▶ [EXERCISE INPUT]
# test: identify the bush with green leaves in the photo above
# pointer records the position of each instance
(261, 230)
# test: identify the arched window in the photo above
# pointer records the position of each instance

▶ [STATED EXERCISE] Update the lines by replacing every "pointer" with "cursor", leaving all other text unchanged.

▶ [IN RESPONSE]
# test: identify the bush with green leaves in the photo above
# cursor records the position of each instance
(261, 230)
# test: identify the arched window in the photo above
# cursor records the position of each instance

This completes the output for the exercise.